__Provided passage__:
--- --- ---
London’s biggest housebuilder Berkeley today said demand for homes in the capital is back above pre-pandemic levels but warned that supply could halve over the next few years.
Chief executive Rob Perrins said the “flight from the capital has not materialised” as he unveiled a 6.4% rise in pre-tax profits to £551.5 million for the year to the end of April.
The company, which builds about 10% of London’s new private homes, delivered 3760 units, plus 872 through joint ventures, a 42% rise on the previous year.
Perrins said demand had dropped 25% during the pandemic but this was now fully recovered at a time of very little stock.
But he added: “Supply has halved from 2015 and my worry is that it will halve again, the environment has got a lot more challenging going forward.”
He cited hollowed-out local authority planning departments and an increased burden of regulation as two factors holding back investment.
However, he added there were early signs of the cost inflation that has plagued the industry over recent years starting to subside.
The firm said it expected pre-tax earnings of around £600 million for the current year and £625 million for the two following years. It is committed to annual shareholder returns of £282 million up to September 2025. Shareholder return last year was £515.2 million.
--- --- ---
__Material supplied__:
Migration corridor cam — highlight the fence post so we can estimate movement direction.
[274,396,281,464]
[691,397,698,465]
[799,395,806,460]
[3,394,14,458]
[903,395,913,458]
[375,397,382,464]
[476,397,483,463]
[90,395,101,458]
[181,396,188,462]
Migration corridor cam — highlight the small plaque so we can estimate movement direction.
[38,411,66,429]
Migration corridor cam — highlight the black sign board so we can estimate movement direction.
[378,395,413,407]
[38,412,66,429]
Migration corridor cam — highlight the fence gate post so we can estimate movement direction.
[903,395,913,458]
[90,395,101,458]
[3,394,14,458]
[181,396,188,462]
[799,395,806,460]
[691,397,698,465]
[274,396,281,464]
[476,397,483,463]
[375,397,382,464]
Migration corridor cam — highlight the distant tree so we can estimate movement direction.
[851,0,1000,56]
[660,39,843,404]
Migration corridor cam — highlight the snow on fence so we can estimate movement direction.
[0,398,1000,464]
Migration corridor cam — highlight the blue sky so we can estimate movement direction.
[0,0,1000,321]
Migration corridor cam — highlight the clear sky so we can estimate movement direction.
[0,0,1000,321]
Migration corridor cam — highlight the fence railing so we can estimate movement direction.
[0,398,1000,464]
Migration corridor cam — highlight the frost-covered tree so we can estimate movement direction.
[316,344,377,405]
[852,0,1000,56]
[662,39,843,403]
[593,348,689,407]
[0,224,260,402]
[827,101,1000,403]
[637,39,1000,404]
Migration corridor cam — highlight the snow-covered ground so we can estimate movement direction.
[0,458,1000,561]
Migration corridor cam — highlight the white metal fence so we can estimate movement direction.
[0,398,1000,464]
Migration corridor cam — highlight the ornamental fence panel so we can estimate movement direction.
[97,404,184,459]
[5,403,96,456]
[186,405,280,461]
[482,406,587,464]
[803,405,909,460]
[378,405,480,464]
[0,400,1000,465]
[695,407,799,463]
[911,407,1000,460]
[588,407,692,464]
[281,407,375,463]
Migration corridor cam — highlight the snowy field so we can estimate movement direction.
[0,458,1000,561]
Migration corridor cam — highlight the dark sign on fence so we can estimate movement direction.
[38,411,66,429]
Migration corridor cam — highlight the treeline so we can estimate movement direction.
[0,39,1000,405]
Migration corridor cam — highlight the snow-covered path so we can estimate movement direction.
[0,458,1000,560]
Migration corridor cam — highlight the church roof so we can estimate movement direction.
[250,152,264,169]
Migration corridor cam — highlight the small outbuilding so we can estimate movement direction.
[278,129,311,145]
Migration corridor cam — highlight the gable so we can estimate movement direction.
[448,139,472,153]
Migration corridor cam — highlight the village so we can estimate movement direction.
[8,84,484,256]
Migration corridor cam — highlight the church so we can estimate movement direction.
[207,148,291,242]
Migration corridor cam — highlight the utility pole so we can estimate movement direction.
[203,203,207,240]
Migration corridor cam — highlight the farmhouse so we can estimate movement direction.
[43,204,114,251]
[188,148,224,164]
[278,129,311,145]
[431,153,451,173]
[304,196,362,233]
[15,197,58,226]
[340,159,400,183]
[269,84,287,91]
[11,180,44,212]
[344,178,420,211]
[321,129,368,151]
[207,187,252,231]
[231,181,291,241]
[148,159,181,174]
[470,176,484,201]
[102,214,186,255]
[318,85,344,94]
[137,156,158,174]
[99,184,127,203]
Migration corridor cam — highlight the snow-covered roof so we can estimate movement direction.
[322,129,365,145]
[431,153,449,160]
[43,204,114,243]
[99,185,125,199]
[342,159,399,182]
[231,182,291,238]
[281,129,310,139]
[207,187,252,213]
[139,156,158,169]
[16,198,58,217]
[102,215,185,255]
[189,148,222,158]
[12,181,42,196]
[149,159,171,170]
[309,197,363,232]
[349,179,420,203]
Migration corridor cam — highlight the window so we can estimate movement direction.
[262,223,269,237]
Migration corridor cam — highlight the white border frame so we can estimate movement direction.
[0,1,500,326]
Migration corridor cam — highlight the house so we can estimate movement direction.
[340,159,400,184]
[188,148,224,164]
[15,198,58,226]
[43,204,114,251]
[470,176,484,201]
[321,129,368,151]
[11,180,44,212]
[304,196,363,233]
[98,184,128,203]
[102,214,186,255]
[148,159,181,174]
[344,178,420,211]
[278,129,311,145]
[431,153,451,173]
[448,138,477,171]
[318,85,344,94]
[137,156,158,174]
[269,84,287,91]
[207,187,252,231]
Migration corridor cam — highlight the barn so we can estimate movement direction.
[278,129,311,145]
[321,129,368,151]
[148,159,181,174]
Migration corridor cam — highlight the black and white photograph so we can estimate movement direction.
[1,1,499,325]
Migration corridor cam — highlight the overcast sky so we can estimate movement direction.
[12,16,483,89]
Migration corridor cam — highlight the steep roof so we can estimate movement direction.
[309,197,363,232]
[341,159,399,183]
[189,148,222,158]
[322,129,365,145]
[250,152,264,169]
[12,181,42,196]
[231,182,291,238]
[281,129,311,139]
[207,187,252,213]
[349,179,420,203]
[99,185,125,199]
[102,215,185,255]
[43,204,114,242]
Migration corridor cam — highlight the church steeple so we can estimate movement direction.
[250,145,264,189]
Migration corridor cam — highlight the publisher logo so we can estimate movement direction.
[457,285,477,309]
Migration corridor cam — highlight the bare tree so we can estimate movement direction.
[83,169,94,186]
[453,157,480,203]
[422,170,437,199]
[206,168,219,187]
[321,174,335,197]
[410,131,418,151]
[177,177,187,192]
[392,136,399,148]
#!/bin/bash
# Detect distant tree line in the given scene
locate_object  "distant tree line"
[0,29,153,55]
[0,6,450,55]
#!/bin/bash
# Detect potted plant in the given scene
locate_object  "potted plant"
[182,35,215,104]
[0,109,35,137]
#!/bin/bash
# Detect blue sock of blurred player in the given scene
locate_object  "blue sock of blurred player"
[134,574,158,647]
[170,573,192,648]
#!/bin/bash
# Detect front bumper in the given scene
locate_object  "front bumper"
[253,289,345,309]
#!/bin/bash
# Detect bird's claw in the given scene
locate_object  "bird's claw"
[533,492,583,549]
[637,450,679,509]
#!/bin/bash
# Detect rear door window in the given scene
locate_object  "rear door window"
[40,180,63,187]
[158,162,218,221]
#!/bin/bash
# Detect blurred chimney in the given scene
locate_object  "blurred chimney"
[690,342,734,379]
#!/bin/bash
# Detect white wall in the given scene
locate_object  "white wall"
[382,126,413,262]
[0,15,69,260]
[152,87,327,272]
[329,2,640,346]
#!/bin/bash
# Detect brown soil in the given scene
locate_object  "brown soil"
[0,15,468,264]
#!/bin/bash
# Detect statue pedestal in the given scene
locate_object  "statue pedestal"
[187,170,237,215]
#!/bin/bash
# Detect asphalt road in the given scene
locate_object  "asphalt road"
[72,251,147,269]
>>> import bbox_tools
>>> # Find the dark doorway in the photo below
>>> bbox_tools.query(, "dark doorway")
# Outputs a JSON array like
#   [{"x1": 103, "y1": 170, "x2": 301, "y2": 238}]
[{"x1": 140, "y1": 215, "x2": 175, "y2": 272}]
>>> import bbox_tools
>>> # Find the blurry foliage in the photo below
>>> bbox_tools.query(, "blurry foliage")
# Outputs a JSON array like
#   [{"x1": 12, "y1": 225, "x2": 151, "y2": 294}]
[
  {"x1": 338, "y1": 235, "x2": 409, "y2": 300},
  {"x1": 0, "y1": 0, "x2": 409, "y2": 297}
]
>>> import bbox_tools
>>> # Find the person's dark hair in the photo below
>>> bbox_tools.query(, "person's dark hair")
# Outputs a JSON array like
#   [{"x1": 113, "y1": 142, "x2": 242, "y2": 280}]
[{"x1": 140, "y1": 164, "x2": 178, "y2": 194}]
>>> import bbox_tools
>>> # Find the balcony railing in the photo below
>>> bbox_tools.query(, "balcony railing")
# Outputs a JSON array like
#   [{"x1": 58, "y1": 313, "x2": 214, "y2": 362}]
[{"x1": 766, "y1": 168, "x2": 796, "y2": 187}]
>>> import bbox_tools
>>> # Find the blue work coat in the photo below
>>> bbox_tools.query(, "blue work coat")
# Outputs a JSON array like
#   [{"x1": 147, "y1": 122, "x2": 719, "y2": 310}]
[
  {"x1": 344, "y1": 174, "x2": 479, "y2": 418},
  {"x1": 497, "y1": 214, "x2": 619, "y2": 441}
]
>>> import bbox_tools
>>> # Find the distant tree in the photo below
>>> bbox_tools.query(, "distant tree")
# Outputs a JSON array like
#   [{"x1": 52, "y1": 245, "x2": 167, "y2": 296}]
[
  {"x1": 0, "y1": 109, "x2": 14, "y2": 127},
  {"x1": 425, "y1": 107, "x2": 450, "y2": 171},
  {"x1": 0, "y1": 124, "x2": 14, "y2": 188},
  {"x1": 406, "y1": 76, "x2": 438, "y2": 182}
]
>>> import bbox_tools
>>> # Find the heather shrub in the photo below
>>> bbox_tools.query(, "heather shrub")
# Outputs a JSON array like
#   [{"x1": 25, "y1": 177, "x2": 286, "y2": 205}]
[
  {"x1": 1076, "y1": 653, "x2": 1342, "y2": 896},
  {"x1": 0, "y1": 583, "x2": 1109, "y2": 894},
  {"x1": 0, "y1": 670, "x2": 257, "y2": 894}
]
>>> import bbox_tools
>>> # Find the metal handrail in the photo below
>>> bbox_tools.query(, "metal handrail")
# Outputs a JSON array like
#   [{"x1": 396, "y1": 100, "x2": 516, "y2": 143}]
--- --- ---
__Task set__:
A. In the Berkeley article, how many homes did the company deliver in the year to the end of April, not counting joint ventures?
B. Reproduce the Berkeley article's text between "Chief executive Rob" and "holding back investment.", inclusive.
The records that come after the Berkeley article are separate material.

__Problem solutions__:
A. 3760 units.

B.
Chief executive Rob Perrins said the “flight from the capital has not materialised” as he unveiled a 6.4% rise in pre-tax profits to £551.5 million for the year to the end of April.
The company, which builds about 10% of London’s new private homes, delivered 3760 units, plus 872 through joint ventures, a 42% rise on the previous year.
Perrins said demand had dropped 25% during the pandemic but this was now fully recovered at a time of very little stock.
But he added: “Supply has halved from 2015 and my worry is that it will halve again, the environment has got a lot more challenging going forward.”
He cited hollowed-out local authority planning departments and an increased burden of regulation as two factors holding back investment.